## HOW TO COMPLETE THIS TASK
Could you repeat exactly the lines from the one containing "Expected: a point placed on each instance of the red" through the last line of the records, with no pictures?

Segment Start: STUDY MATERIAL

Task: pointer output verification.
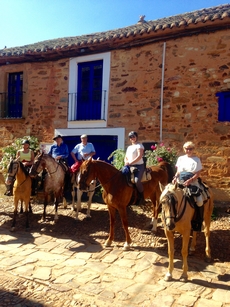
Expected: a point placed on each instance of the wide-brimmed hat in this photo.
(25, 142)
(57, 136)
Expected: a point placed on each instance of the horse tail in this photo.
(169, 170)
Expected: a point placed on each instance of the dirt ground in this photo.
(97, 228)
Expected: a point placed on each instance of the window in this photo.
(88, 90)
(11, 101)
(223, 106)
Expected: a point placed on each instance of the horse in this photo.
(177, 215)
(117, 194)
(54, 179)
(18, 174)
(75, 186)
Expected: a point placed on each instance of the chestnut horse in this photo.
(54, 179)
(75, 186)
(21, 188)
(177, 214)
(117, 194)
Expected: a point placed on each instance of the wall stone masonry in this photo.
(196, 68)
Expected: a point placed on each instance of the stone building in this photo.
(167, 79)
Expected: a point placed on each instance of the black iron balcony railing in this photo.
(87, 105)
(11, 105)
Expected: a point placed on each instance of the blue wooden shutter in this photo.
(15, 85)
(89, 90)
(223, 106)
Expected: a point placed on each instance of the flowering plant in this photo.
(161, 153)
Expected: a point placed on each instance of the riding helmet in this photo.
(25, 142)
(133, 133)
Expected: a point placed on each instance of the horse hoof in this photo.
(126, 248)
(168, 277)
(107, 243)
(183, 278)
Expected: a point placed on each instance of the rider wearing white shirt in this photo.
(84, 150)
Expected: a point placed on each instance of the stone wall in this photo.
(45, 100)
(196, 68)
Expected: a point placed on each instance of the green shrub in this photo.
(161, 153)
(10, 151)
(157, 154)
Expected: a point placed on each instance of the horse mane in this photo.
(168, 168)
(23, 168)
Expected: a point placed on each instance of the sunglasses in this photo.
(189, 149)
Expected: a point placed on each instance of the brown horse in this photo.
(21, 188)
(177, 214)
(75, 186)
(54, 180)
(117, 194)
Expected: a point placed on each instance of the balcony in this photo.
(87, 106)
(11, 105)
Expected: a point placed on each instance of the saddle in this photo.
(129, 173)
(191, 192)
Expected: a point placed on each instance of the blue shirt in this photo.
(61, 150)
(81, 149)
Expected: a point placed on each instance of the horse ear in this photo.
(162, 187)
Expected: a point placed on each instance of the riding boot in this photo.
(9, 190)
(200, 214)
(33, 187)
(140, 199)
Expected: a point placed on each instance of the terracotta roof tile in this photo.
(197, 18)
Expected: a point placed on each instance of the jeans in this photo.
(138, 176)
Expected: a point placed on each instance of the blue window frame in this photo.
(223, 106)
(15, 94)
(89, 90)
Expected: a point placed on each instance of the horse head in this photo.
(171, 200)
(12, 171)
(38, 166)
(85, 175)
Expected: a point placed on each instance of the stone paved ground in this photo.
(65, 264)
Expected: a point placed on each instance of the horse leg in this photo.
(64, 202)
(155, 205)
(15, 215)
(170, 239)
(79, 195)
(27, 204)
(90, 194)
(123, 215)
(207, 221)
(184, 253)
(45, 205)
(112, 213)
(193, 243)
(21, 210)
(73, 198)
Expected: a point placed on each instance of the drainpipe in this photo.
(162, 88)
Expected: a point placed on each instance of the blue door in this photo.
(15, 86)
(89, 90)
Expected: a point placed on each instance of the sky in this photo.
(25, 22)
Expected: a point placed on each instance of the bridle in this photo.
(172, 203)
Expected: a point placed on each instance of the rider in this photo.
(59, 151)
(134, 157)
(82, 151)
(188, 170)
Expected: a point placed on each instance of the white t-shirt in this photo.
(188, 164)
(131, 153)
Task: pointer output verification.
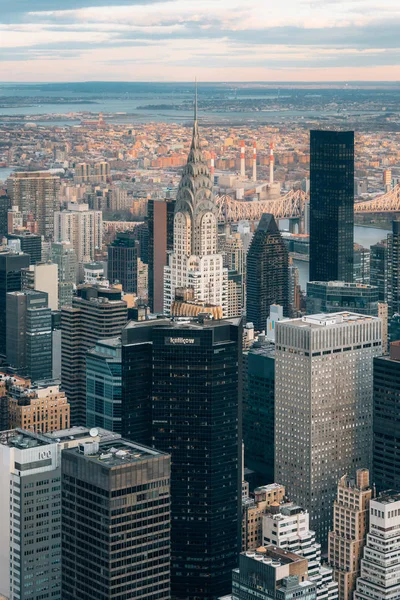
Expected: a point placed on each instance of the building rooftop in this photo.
(115, 453)
(328, 320)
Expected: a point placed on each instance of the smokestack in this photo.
(255, 161)
(271, 163)
(242, 160)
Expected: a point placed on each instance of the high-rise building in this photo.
(288, 526)
(393, 274)
(36, 193)
(42, 277)
(41, 409)
(195, 262)
(30, 504)
(331, 205)
(253, 510)
(103, 385)
(379, 269)
(350, 526)
(29, 334)
(123, 262)
(267, 273)
(323, 406)
(30, 243)
(96, 313)
(64, 256)
(116, 522)
(380, 565)
(386, 455)
(271, 573)
(11, 264)
(160, 221)
(80, 226)
(337, 296)
(196, 390)
(259, 410)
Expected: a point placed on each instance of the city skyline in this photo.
(153, 40)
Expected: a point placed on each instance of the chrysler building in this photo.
(194, 262)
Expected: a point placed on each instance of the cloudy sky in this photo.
(215, 40)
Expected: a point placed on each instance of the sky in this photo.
(213, 40)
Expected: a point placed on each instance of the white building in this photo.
(30, 527)
(194, 261)
(80, 226)
(323, 406)
(380, 567)
(288, 526)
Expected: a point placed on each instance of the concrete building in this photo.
(96, 313)
(253, 510)
(195, 262)
(323, 406)
(42, 277)
(132, 483)
(30, 529)
(271, 573)
(41, 408)
(36, 193)
(386, 435)
(350, 526)
(380, 565)
(288, 526)
(82, 227)
(103, 385)
(337, 296)
(29, 334)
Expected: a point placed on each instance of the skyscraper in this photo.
(11, 264)
(323, 406)
(195, 262)
(196, 418)
(30, 504)
(160, 220)
(116, 522)
(386, 455)
(350, 526)
(95, 314)
(123, 262)
(267, 273)
(29, 334)
(331, 205)
(380, 565)
(36, 193)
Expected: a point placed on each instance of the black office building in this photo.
(30, 243)
(123, 261)
(196, 419)
(259, 411)
(267, 273)
(11, 264)
(331, 205)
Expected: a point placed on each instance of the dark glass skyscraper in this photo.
(267, 273)
(196, 419)
(386, 454)
(331, 205)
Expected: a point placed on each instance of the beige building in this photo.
(350, 527)
(253, 510)
(41, 409)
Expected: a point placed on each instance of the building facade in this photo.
(331, 205)
(350, 526)
(195, 262)
(267, 273)
(323, 406)
(380, 565)
(121, 550)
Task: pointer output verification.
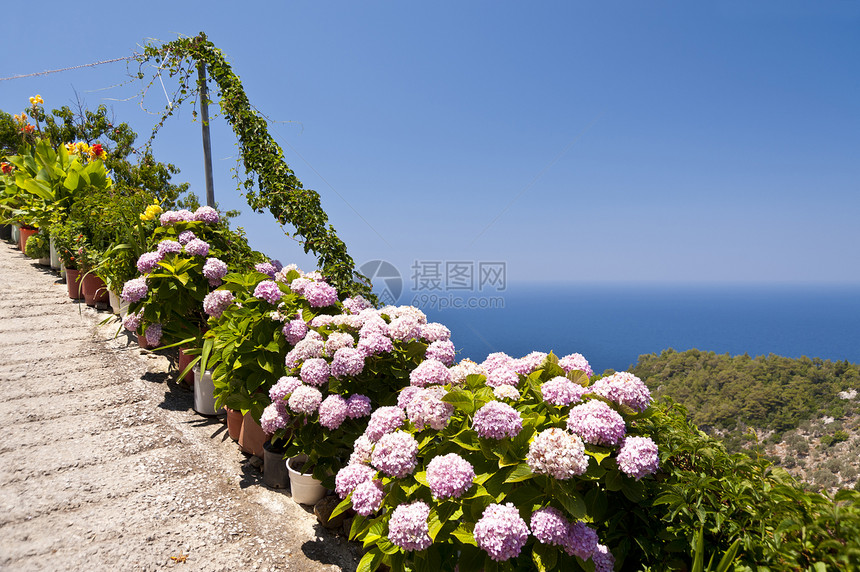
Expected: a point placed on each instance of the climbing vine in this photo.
(268, 181)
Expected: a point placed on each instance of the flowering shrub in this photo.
(182, 266)
(512, 482)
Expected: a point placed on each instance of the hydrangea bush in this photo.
(505, 465)
(189, 254)
(347, 359)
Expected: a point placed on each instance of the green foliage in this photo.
(37, 246)
(278, 189)
(767, 392)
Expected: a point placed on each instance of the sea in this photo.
(612, 324)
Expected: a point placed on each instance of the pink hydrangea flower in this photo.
(206, 214)
(274, 417)
(305, 399)
(268, 290)
(442, 350)
(367, 497)
(426, 408)
(435, 332)
(168, 247)
(358, 406)
(350, 477)
(575, 362)
(501, 532)
(561, 391)
(384, 420)
(332, 411)
(153, 334)
(295, 330)
(215, 302)
(638, 457)
(356, 304)
(502, 375)
(557, 453)
(497, 420)
(148, 261)
(430, 372)
(197, 247)
(315, 371)
(395, 454)
(449, 476)
(624, 388)
(284, 387)
(135, 290)
(320, 294)
(596, 423)
(214, 270)
(347, 362)
(337, 340)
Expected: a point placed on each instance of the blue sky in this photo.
(575, 141)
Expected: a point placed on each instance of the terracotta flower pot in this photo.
(252, 437)
(73, 281)
(26, 232)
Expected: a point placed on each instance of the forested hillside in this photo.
(803, 414)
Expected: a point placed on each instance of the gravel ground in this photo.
(105, 466)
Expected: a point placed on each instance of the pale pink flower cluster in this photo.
(395, 454)
(575, 362)
(465, 368)
(561, 391)
(497, 420)
(215, 302)
(557, 453)
(449, 476)
(305, 399)
(214, 270)
(315, 371)
(332, 411)
(347, 362)
(638, 457)
(596, 423)
(426, 408)
(384, 420)
(408, 526)
(430, 372)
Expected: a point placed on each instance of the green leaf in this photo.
(521, 472)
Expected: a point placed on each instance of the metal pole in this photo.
(207, 148)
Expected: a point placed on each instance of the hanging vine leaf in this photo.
(269, 182)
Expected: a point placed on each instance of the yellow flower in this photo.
(151, 212)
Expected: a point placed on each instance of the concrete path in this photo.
(105, 466)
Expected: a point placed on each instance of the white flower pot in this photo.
(303, 486)
(204, 400)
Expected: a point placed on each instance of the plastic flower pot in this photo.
(26, 233)
(94, 289)
(303, 486)
(275, 473)
(204, 400)
(73, 281)
(234, 423)
(251, 436)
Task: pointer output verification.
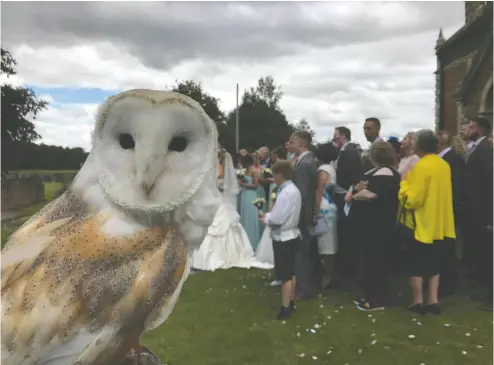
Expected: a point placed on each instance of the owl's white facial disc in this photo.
(153, 150)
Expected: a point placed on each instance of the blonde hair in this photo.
(382, 154)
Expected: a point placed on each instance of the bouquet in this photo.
(240, 174)
(259, 203)
(267, 173)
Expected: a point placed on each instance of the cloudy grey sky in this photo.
(338, 62)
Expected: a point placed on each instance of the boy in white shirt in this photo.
(283, 220)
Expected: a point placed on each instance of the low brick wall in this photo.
(21, 191)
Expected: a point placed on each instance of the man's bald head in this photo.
(264, 152)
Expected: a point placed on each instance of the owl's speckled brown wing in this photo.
(71, 291)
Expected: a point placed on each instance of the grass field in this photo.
(226, 318)
(51, 188)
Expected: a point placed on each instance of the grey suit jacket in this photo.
(305, 178)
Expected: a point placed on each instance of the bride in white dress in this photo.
(226, 245)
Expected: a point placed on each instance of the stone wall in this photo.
(22, 191)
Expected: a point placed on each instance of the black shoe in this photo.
(293, 308)
(367, 307)
(433, 309)
(417, 308)
(284, 313)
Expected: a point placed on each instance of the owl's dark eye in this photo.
(126, 141)
(178, 144)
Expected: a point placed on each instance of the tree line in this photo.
(262, 122)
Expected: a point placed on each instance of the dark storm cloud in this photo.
(163, 34)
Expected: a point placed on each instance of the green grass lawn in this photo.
(226, 318)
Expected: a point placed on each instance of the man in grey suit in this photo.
(305, 175)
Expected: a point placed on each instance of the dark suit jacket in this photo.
(349, 167)
(457, 165)
(305, 178)
(479, 184)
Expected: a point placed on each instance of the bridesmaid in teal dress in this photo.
(249, 214)
(278, 154)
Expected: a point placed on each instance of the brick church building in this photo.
(464, 69)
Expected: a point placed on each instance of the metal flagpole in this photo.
(237, 139)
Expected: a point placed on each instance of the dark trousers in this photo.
(305, 265)
(347, 257)
(448, 270)
(376, 274)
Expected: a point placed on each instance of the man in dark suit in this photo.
(478, 190)
(449, 274)
(348, 172)
(305, 179)
(265, 162)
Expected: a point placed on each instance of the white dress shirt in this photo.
(284, 217)
(299, 158)
(443, 152)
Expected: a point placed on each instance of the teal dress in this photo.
(249, 214)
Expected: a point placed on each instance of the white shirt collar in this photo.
(443, 152)
(477, 142)
(378, 138)
(301, 156)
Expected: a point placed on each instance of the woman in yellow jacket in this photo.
(426, 193)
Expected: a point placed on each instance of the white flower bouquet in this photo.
(240, 174)
(259, 203)
(267, 173)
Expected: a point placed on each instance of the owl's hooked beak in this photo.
(147, 186)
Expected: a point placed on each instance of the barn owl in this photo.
(94, 269)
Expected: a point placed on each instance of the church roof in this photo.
(484, 51)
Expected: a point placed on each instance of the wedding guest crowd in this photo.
(424, 202)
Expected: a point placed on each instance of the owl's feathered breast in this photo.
(62, 273)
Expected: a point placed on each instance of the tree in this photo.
(261, 120)
(208, 103)
(19, 107)
(303, 125)
(266, 90)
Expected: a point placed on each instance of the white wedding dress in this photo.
(226, 244)
(264, 252)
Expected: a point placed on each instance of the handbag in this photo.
(405, 234)
(321, 225)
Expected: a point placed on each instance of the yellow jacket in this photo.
(428, 193)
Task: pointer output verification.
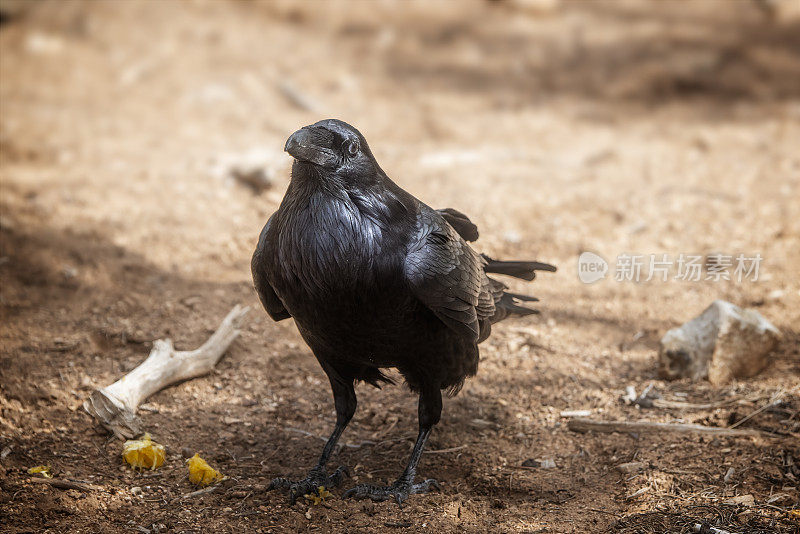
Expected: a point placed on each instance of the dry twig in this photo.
(115, 406)
(580, 424)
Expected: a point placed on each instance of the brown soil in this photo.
(631, 126)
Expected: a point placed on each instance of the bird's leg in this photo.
(344, 397)
(430, 410)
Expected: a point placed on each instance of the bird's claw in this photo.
(316, 477)
(399, 491)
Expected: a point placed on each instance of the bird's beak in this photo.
(302, 148)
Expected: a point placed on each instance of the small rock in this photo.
(547, 463)
(258, 178)
(746, 500)
(631, 467)
(722, 343)
(776, 294)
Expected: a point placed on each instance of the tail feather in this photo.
(526, 270)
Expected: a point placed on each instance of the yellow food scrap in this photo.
(144, 453)
(318, 497)
(43, 469)
(202, 474)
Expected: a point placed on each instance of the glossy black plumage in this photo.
(375, 279)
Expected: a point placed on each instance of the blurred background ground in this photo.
(628, 126)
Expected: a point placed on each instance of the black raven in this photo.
(376, 279)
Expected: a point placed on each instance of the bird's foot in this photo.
(399, 491)
(316, 477)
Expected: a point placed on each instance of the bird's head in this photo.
(334, 146)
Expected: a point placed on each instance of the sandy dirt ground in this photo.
(614, 127)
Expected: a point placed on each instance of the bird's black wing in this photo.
(446, 275)
(269, 299)
(460, 223)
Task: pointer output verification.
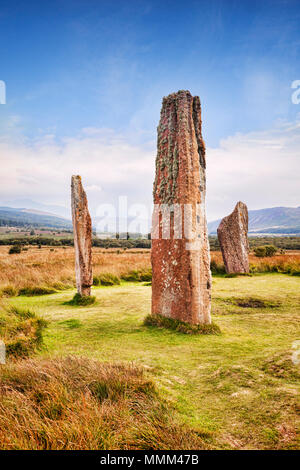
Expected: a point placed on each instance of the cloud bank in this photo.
(259, 168)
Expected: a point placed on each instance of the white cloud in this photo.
(259, 168)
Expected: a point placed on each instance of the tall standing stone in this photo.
(82, 228)
(233, 239)
(181, 278)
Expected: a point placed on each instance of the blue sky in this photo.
(105, 65)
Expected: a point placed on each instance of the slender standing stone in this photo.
(181, 278)
(233, 239)
(82, 228)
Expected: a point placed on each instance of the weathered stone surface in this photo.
(233, 239)
(82, 228)
(181, 278)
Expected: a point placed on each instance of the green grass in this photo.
(159, 321)
(239, 388)
(81, 300)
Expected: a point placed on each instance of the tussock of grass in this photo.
(31, 291)
(229, 275)
(164, 322)
(106, 279)
(282, 366)
(21, 331)
(138, 276)
(8, 291)
(82, 404)
(71, 323)
(251, 302)
(81, 300)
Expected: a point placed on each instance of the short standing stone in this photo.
(233, 239)
(82, 228)
(181, 278)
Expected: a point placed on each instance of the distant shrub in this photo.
(266, 250)
(180, 326)
(15, 249)
(260, 251)
(270, 250)
(81, 300)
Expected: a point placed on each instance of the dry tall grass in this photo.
(54, 267)
(287, 263)
(82, 404)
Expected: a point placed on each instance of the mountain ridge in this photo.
(273, 220)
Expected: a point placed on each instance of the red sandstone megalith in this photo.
(181, 278)
(233, 239)
(82, 228)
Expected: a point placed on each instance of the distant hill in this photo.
(275, 220)
(21, 217)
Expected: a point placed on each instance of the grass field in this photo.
(53, 268)
(237, 390)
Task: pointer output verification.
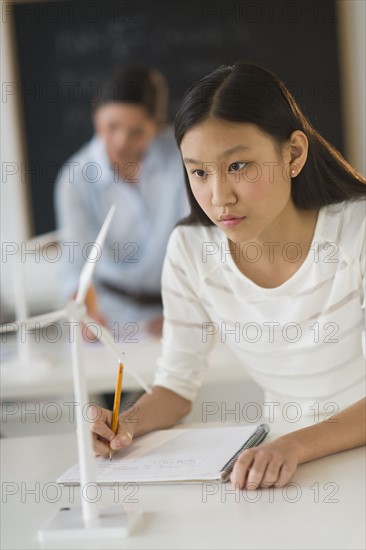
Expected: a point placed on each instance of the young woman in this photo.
(272, 256)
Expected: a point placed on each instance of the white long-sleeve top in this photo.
(300, 341)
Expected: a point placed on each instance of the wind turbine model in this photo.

Segment End: STUDY MATERIAL

## OUTPUT OF THE EXERCISE
Expected: a point placed on each instance of the red sandstone megalith in this photo.
(181, 278)
(233, 239)
(82, 228)
Expected: a point placed on each instance of the distant hill in this photo.
(275, 220)
(21, 217)
Expected: a point placed on each instance of the grass field in this photo.
(53, 268)
(237, 390)
Task: pointer output verification.
Expected: a point placed on each instance of the young woman in this photo.
(272, 256)
Expected: a point placed on each instance of the white long-sleeve top in this photo.
(300, 341)
Expected: a point placed on each instance of the wind turbine model in this photo.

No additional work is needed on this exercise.